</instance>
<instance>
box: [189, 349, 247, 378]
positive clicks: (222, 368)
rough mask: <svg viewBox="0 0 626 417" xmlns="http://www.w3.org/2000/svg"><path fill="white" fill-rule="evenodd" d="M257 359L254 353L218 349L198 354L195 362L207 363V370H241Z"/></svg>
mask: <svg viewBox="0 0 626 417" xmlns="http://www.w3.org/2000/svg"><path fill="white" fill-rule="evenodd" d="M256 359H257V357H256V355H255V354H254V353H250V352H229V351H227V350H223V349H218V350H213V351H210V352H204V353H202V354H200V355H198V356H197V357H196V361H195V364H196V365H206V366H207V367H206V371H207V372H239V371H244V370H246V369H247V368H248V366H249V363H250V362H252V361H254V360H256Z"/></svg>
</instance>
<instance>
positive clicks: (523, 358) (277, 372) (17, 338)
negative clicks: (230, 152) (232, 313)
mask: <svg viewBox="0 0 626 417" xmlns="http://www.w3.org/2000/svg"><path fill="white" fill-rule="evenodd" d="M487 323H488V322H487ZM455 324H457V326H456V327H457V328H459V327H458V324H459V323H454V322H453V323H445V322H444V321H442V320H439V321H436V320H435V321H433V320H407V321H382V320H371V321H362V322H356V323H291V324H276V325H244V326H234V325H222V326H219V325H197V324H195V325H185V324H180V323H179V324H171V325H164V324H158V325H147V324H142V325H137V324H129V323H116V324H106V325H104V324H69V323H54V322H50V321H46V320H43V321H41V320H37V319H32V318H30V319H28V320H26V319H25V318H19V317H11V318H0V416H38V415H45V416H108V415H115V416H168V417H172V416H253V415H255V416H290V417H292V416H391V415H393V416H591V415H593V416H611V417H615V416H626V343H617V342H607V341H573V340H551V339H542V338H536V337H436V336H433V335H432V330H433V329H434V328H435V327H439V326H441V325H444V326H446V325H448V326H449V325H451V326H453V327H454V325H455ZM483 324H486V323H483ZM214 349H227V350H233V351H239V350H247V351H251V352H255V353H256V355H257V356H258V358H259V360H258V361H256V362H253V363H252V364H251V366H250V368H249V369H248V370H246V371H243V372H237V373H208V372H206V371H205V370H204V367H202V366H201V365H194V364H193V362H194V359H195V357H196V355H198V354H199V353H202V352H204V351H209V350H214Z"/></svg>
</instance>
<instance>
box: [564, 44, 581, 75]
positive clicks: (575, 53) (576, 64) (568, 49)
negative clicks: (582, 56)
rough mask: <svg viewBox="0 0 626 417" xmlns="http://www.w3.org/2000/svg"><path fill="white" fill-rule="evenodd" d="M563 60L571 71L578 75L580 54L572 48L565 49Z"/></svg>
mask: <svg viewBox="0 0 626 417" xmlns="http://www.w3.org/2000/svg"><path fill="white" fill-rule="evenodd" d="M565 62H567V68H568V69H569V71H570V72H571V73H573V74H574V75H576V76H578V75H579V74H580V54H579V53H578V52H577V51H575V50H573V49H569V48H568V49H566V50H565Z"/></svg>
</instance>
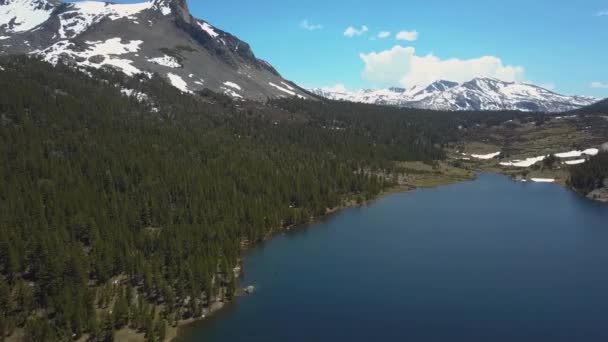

____________

--- WHAT IS EXPECTED ---
Return every line above where "positive" appears.

--- SOLUTION BELOW ---
positive clicks: (222, 368)
positive clicks: (523, 358) (277, 372) (17, 338)
positive clicks: (575, 53) (576, 64) (568, 49)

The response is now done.